- Artikel
-------------------------

20 juli 2012 – Na de recente Europese top werd het nog voorgesteld als een nederlaag voor de Duitse bondskanselier Angela Merkel: 100 miljard euro uit de Europese noodfondsen zou worden vrijgemaakt voor de noodlijdende Spaanse banken, zonder dit geld te voegen bij de Spaanse overheidsschuld en zonder de Spaanse regering te onderwerpen aan hetzelfde soort voorwaarden als haar Griekse of Portugese collega’s. De Spaanse regering zou zich enkel moeten verbinden binnen een bepaalde tijd te voldoen aan de Europese begrotingsnormen.
Rechtsreekse hulp uit de Europese noodfondsen aan noodlijdende banken in de lidstaten – dus zonder deze hulp te laten lopen via de nationale overheden – werd op de Europese top wel gekoppeld aan het invoeren van een strikter Europees toezicht op de banken in de eurozone, onder leiding van de Europese Centrale Bank. Maar het is sneller gezegd dan gedaan om de Europese Centrale Bank daadwerkelijke macht te geven over bijvoorbeeld de Franse banken! De invoering van dit nieuwe toezicht zal daarom nog wel even duren, en zolang kon Spanje niet wachten! Dus kregen de Spaanse banken nu al 100 miljard toegezegd als ‘voorschot’ op de nieuwe regeling. Merkel plooide omdat de Spaanse banksector op het punt stond te kapseizen.

-------------------------

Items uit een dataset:
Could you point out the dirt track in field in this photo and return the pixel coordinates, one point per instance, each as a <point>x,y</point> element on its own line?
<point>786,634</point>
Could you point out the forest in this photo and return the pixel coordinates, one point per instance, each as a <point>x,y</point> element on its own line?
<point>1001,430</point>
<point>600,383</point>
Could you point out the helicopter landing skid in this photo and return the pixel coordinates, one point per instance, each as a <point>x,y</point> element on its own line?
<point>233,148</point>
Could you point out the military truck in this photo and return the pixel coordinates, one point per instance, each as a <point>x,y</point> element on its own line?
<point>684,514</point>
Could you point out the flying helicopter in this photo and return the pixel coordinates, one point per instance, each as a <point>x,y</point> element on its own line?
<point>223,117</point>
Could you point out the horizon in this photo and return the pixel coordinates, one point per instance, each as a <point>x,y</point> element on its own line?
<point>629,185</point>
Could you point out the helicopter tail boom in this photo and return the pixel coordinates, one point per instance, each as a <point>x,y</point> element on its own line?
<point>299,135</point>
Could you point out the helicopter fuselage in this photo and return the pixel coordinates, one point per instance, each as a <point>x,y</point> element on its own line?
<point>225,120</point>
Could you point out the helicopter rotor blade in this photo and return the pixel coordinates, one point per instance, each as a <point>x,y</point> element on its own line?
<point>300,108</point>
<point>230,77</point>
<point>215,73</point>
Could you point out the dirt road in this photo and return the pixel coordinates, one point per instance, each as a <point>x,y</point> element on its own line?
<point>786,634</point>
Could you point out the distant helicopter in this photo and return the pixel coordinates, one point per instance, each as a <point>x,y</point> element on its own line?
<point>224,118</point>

-------------------------

- Uit te voeren opdracht
Citeer het artikel over de steun aan de Spaanse banken in zijn geheel, woord voor woord. De records zijn afkomstig uit een andere bron.

- Uitkomst van oefening
20 juli 2012 – Na de recente Europese top werd het nog voorgesteld als een nederlaag voor de Duitse bondskanselier Angela Merkel: 100 miljard euro uit de Europese noodfondsen zou worden vrijgemaakt voor de noodlijdende Spaanse banken, zonder dit geld te voegen bij de Spaanse overheidsschuld en zonder de Spaanse regering te onderwerpen aan hetzelfde soort voorwaarden als haar Griekse of Portugese collega’s. De Spaanse regering zou zich enkel moeten verbinden binnen een bepaalde tijd te voldoen aan de Europese begrotingsnormen.
Rechtsreekse hulp uit de Europese noodfondsen aan noodlijdende banken in de lidstaten – dus zonder deze hulp te laten lopen via de nationale overheden – werd op de Europese top wel gekoppeld aan het invoeren van een strikter Europees toezicht op de banken in de eurozone, onder leiding van de Europese Centrale Bank. Maar het is sneller gezegd dan gedaan om de Europese Centrale Bank daadwerkelijke macht te geven over bijvoorbeeld de Franse banken! De invoering van dit nieuwe toezicht zal daarom nog wel even duren, en zolang kon Spanje niet wachten! Dus kregen de Spaanse banken nu al 100 miljard toegezegd als ‘voorschot’ op de nieuwe regeling. Merkel plooide omdat de Spaanse banksector op het punt stond te kapseizen.